── WORKING DATA ──

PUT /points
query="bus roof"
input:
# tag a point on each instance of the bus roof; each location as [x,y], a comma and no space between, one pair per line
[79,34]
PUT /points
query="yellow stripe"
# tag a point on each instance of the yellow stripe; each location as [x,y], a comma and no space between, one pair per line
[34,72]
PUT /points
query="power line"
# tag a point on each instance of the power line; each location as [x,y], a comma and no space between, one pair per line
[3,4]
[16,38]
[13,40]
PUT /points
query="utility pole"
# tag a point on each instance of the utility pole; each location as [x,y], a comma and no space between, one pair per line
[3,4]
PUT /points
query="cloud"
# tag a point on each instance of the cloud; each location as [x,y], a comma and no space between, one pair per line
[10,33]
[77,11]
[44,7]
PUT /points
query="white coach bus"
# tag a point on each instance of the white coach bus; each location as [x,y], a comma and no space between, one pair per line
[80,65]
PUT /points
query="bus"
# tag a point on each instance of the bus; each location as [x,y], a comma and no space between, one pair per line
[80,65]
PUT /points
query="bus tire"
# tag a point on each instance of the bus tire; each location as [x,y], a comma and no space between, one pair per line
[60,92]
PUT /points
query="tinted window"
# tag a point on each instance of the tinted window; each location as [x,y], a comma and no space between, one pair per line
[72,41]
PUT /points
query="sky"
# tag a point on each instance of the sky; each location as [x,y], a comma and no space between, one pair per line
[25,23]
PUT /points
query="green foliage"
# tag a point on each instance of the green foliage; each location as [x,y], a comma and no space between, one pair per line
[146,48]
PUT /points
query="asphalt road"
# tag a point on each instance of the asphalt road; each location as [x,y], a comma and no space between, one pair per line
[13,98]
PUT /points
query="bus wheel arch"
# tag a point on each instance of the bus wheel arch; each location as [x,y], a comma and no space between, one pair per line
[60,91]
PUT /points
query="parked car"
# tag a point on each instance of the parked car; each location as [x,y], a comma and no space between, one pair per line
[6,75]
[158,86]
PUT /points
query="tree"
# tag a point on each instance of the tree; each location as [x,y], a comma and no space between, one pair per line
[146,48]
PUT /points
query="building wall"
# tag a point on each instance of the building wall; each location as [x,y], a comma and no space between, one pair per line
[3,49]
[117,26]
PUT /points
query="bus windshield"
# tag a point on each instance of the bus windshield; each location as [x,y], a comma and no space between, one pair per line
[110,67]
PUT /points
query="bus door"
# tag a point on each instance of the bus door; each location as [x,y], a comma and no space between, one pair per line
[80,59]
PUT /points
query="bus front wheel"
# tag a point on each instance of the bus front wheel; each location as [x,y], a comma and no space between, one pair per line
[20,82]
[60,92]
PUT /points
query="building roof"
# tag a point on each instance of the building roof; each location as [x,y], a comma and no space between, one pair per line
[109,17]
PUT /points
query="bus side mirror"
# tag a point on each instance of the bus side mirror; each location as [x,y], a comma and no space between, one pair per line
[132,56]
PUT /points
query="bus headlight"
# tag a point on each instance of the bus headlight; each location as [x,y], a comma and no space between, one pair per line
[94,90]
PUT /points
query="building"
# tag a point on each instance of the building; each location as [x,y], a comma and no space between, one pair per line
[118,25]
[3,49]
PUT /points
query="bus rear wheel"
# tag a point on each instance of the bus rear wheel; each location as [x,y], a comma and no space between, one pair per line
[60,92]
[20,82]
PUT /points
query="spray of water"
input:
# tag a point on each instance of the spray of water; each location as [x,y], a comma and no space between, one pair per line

───

The reply should restate the records above in full, character for character.

→ **OUTPUT BELOW**:
PUT /points
query="bus roof"
input:
# tag a point on each instance of the bus roof; each location as [x,y], a comma and no space between, one pair per line
[79,34]
PUT /points
query="yellow stripe"
# tag a point on each instance of the yellow stripe; each location as [x,y], a comma and no space between, one pair per line
[34,72]
PUT /points
query="power line"
# tag a point on each instance of the power line; each location as [x,y], a comma and no space between, one pair per line
[3,4]
[16,38]
[13,40]
PUT /points
query="utility pole"
# tag a point on each instance of the utility pole; each location as [x,y], a comma and no space between, one pair per line
[3,4]
PUT /points
query="cloud"
# tag a point on each instance of the cloud; each location as [x,y], a comma and no space between, one pair per line
[10,33]
[77,11]
[44,7]
PUT /points
query="white coach bus"
# tag a point on each instance of the white coach bus; each location as [x,y], a comma and no space between, one pair per line
[80,65]
PUT /points
query="bus"
# tag a point on each instance of the bus; each location as [x,y], a comma and no space between, one pair per line
[80,65]
PUT /points
query="bus tire"
# tag a point on each instance of the bus tire; each location as [x,y], a comma and no space between, one pair per line
[60,92]
PUT /points
query="tinted window"
# tag a point on each instance of the tinted window; each location as [x,y], a comma and no space between, one pair per line
[72,41]
PUT /points
query="sky"
# tag a point on each instance of the sky; each location as [x,y], a comma and no space between, one pair per line
[25,23]
PUT /points
query="green foliage"
# tag a point on each instance of the green foliage; each location as [x,y], a comma and no space between, one pair per line
[146,48]
PUT /points
query="asphalt road"
# tag a point on each instance of the asphalt road; each location as [x,y], a comma and no space between, one pair per line
[13,98]
PUT /points
query="bus wheel arch"
# tag a point on each instance of the bus wheel arch; each location as [x,y], a comma and no space between, one pair per line
[60,91]
PUT /points
query="parked car"
# tag a point on each instance of the parked car; each location as [x,y], a comma and no space between, one pair per line
[6,75]
[158,86]
PUT /points
query="tree"
# tag a point on each instance of the tree; each location as [x,y], a comma and no space between, one pair per line
[146,48]
PUT /points
query="building wall"
# tag a point on each instance of the building wall; each location as [x,y], a comma and no space between, one pair per line
[3,49]
[117,26]
PUT /points
query="bus windshield"
# tag a point on each instance of the bus windshield; each location as [x,y], a comma and no space between, one pair per line
[110,67]
PUT /points
query="bus door"
# tag a point on each instance of the bus door; each location as [x,y], a comma and no space between, one pair per line
[80,59]
PUT /points
query="bus front wheel"
# tag a point on each instance of the bus front wheel; each location as [x,y], a comma and no space between, one pair per line
[20,82]
[60,92]
PUT /points
query="building roof"
# tag a point on each instance of the building roof; each location as [x,y], a comma and no space between, one pair per line
[109,17]
PUT /points
query="bus side mirror"
# tag a point on each instance of the bus side mirror; each location as [x,y], a comma and no space between, one pair per line
[132,56]
PUT /points
query="bus headlight"
# tag a point on each instance of the bus headlight; each location as [x,y], a comma and no space between, one pair per line
[94,90]
PUT /points
query="building"
# tag a point on each instance of the building; each location as [x,y], a comma and no space between, one pair per line
[118,25]
[3,49]
PUT /points
query="bus rear wheel"
# tag a point on each instance of the bus rear wheel; each location as [x,y], a comma and no space between, one pair per line
[60,92]
[20,82]
PUT /points
query="spray of water"
input:
# tag a point on each instance of the spray of water; each location as [x,y], a comma and no space between, one pair per line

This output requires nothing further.